**Material for this exercise:**
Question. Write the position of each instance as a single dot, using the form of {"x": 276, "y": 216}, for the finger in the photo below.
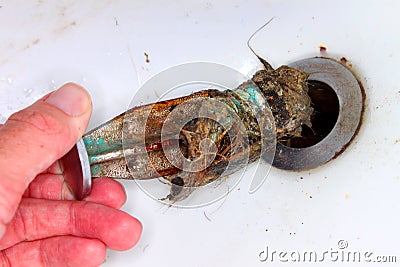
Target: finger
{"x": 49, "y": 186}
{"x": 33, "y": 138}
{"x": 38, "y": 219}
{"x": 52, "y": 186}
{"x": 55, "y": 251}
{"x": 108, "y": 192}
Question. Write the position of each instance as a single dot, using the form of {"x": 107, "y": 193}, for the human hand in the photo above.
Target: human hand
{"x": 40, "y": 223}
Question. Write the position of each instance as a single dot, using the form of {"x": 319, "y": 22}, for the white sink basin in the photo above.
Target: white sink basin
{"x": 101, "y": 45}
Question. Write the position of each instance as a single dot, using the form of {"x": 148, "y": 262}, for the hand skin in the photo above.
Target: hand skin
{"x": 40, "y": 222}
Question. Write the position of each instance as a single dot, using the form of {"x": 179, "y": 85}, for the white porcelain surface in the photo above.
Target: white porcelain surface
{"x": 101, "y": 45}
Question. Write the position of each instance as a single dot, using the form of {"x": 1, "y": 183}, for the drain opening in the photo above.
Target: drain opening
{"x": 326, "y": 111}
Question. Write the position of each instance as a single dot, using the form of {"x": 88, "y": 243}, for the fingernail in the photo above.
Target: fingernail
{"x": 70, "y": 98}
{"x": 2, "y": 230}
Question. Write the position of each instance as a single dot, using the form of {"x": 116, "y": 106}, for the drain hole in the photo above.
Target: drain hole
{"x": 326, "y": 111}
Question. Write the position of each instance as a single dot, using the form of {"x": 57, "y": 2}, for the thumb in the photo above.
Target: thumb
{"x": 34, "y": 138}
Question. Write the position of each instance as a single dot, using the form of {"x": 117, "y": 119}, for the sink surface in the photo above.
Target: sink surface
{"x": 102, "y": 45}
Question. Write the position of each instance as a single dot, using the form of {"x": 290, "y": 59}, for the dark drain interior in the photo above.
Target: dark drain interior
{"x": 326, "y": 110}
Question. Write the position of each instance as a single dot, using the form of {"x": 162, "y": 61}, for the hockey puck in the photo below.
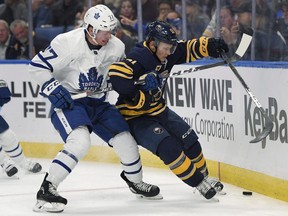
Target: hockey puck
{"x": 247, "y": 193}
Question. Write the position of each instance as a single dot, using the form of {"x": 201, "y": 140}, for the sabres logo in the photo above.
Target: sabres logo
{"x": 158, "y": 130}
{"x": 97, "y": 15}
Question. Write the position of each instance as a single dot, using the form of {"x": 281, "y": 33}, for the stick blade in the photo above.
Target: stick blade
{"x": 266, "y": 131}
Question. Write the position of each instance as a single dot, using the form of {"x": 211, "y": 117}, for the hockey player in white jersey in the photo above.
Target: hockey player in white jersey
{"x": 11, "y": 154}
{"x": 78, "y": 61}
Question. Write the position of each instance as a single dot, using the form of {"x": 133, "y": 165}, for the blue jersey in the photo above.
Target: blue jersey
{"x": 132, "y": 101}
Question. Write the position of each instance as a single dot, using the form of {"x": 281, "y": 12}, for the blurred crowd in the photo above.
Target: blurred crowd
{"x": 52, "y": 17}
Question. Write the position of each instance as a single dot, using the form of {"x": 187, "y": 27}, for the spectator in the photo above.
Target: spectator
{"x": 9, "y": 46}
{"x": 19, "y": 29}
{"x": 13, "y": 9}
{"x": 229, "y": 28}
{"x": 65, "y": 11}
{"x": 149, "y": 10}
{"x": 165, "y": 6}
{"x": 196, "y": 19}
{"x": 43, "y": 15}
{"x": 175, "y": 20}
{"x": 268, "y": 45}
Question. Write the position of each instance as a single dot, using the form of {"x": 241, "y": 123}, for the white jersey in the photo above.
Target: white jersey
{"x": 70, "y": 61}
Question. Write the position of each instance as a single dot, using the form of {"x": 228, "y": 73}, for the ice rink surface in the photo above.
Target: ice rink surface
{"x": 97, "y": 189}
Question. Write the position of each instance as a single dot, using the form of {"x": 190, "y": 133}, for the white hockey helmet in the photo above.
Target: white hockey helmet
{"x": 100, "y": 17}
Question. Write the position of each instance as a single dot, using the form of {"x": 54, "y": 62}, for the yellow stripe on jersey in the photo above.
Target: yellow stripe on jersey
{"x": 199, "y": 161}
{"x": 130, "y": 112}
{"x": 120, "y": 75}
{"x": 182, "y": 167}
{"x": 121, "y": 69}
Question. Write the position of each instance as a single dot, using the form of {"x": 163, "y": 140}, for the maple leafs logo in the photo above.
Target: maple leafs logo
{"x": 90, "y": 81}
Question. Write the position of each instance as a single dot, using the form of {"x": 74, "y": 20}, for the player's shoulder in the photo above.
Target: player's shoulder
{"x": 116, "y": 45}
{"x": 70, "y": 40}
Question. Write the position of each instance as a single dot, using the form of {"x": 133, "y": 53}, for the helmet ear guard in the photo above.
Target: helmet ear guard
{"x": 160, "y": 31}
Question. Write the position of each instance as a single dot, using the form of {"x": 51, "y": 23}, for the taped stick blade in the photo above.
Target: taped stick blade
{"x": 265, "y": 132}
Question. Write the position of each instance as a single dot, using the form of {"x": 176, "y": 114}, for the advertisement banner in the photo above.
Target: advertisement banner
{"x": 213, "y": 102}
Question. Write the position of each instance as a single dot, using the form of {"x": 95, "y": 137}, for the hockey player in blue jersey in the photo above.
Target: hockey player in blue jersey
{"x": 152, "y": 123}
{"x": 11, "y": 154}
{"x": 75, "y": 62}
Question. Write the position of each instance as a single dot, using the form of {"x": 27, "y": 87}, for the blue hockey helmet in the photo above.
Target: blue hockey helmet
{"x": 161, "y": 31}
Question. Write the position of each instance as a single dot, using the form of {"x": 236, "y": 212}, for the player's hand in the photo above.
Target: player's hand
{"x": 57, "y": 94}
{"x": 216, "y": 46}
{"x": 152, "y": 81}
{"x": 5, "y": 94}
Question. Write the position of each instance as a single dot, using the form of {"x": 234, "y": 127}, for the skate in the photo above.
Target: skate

**Problem statement:** Convert the whole listing above into a numbered list, one item per line, with blank lines and the pictures left out.

**Solution for this task:**
1. Question. Write the position of each instance as a single dot, using the form of {"x": 276, "y": 216}, for the finger in the photo below.
2. Target: finger
3. {"x": 49, "y": 186}
4. {"x": 33, "y": 138}
5. {"x": 38, "y": 219}
6. {"x": 52, "y": 186}
7. {"x": 55, "y": 251}
8. {"x": 108, "y": 192}
9. Question. Write the position of each instance as a single dot, using the form of {"x": 107, "y": 193}, for the human hand in the photo above.
10. Target: human hand
11. {"x": 40, "y": 223}
12. Question. Write the position of each instance as a single dot, using the form of {"x": 319, "y": 22}, for the white sink basin in the photo above.
13. Target: white sink basin
14. {"x": 101, "y": 45}
15. Question. Write the position of each instance as a single dot, using the form of {"x": 148, "y": 262}, for the hand skin in the photo above.
16. Target: hand skin
17. {"x": 40, "y": 222}
18. Question. Write the position of each instance as a single dot, using the form of {"x": 179, "y": 85}, for the white porcelain surface in the photo above.
19. Target: white porcelain surface
20. {"x": 101, "y": 45}
21. Question. Write the position of each instance as a single dot, using the form of {"x": 1, "y": 183}, for the drain opening in the photo above.
22. Target: drain opening
23. {"x": 326, "y": 111}
24. Question. Write the position of each instance as a single dot, using the form of {"x": 88, "y": 243}, for the fingernail in the photo above.
25. Target: fingernail
26. {"x": 70, "y": 98}
27. {"x": 2, "y": 230}
28. Question. Write the position of each instance as a single dot, using the form of {"x": 116, "y": 106}, for the drain hole in the photo above.
29. Target: drain hole
30. {"x": 326, "y": 111}
31. Question. Write the position of each instance as a single dot, using the form of {"x": 57, "y": 2}, for the thumb in the photo above.
32. Target: thumb
33. {"x": 34, "y": 138}
34. Question. Write the position of each instance as a single dot, using the form of {"x": 117, "y": 119}, for the sink surface in the photo above.
35. Target: sink surface
36. {"x": 102, "y": 45}
37. Question. Write the position of each instance as a single dot, using the form of {"x": 290, "y": 59}, for the dark drain interior in the photo above.
38. Target: dark drain interior
39. {"x": 326, "y": 110}
40. Question. Write the position of each instance as a single dot, using the form of {"x": 162, "y": 61}, for the hockey puck in the photo below.
41. Target: hockey puck
42. {"x": 247, "y": 193}
43. Question. Write the position of each instance as a single dot, using the form of {"x": 201, "y": 140}, for the sabres logo in the photo above.
44. Target: sabres logo
45. {"x": 158, "y": 130}
46. {"x": 97, "y": 15}
47. Question. Write the position of each instance as a single dot, using the form of {"x": 281, "y": 33}, for the stick blade in the photo above.
48. Target: stick blade
49. {"x": 266, "y": 131}
50. Question. Write the position of each instance as a single dot, using the form of {"x": 211, "y": 117}, for the hockey player in white jersey in the photo above.
51. Target: hockey player in white jersey
52. {"x": 11, "y": 154}
53. {"x": 78, "y": 61}
54. Question. Write the position of each instance as a single dot, using the form of {"x": 133, "y": 165}, for the blue jersey in the photo above.
55. Target: blue jersey
56. {"x": 132, "y": 101}
57. Question. Write the position of each instance as a single dot, using the form of {"x": 281, "y": 12}, for the blurred crowd in the photo above.
58. Target: blurred crowd
59. {"x": 52, "y": 17}
60. Question. Write the position of each instance as a single dot, using the form of {"x": 187, "y": 27}, for the spectator in the photo above.
61. Target: spectator
62. {"x": 9, "y": 46}
63. {"x": 19, "y": 29}
64. {"x": 13, "y": 9}
65. {"x": 229, "y": 28}
66. {"x": 65, "y": 11}
67. {"x": 149, "y": 10}
68. {"x": 165, "y": 6}
69. {"x": 196, "y": 19}
70. {"x": 43, "y": 15}
71. {"x": 175, "y": 20}
72. {"x": 268, "y": 45}
73. Question. Write the position of each instance as a single dot, using the form of {"x": 241, "y": 123}, for the white jersey in the photo above.
74. Target: white jersey
75. {"x": 70, "y": 61}
76. Question. Write the position of each instance as a single dot, using the form of {"x": 228, "y": 73}, for the ice rink surface in the photo above.
77. Target: ice rink surface
78. {"x": 97, "y": 189}
79. Question. Write the position of each instance as a single dot, using the form of {"x": 190, "y": 133}, for the white hockey helmet in the photo above.
80. Target: white hockey helmet
81. {"x": 100, "y": 17}
82. Question. Write the position of each instance as a single dot, using the form of {"x": 54, "y": 62}, for the yellow stripe on jersey in the photo above.
83. Target: yellow stripe on jersey
84. {"x": 199, "y": 161}
85. {"x": 130, "y": 112}
86. {"x": 120, "y": 75}
87. {"x": 182, "y": 167}
88. {"x": 121, "y": 69}
89. Question. Write the position of each instance as a single dot, using the form of {"x": 163, "y": 140}, for the maple leafs logo in the photo above.
90. Target: maple leafs logo
91. {"x": 90, "y": 81}
92. Question. Write the position of each instance as a single dot, using the form of {"x": 74, "y": 20}, for the player's shoulder in the photo above.
93. Target: player's shoulder
94. {"x": 116, "y": 45}
95. {"x": 70, "y": 40}
96. Question. Write the position of each instance as a single dot, using the form of {"x": 133, "y": 53}, for the helmet ear guard in the photo above.
97. Target: helmet ear guard
98. {"x": 160, "y": 31}
99. Question. Write the position of each instance as a single dot, using the form of {"x": 51, "y": 23}, for the taped stick blade in the photo above.
100. Target: taped stick blade
101. {"x": 265, "y": 132}
102. Question. Write the position of each instance as a single dot, using the form of {"x": 176, "y": 114}, for the advertisement banner in the photo above.
103. Target: advertisement banner
104. {"x": 213, "y": 102}
105. Question. Write the position of each instance as a single dot, using the form of {"x": 95, "y": 137}, for the hockey player in blue jersey in the photo above.
106. Target: hockey player in blue jersey
107. {"x": 152, "y": 123}
108. {"x": 11, "y": 154}
109. {"x": 75, "y": 62}
110. Question. Write the position of each instance as a single dot, using the form of {"x": 27, "y": 87}, for the blue hockey helmet in the photo above.
111. Target: blue hockey helmet
112. {"x": 161, "y": 31}
113. Question. Write the position of each instance as a single dot, using the form of {"x": 236, "y": 212}, for the player's hand in the photo above.
114. Target: player's hand
115. {"x": 57, "y": 94}
116. {"x": 216, "y": 46}
117. {"x": 152, "y": 81}
118. {"x": 5, "y": 94}
119. Question. Write the position of each instance as a single dot, using the form of {"x": 234, "y": 127}, for the skate in the photo above.
120. Target: skate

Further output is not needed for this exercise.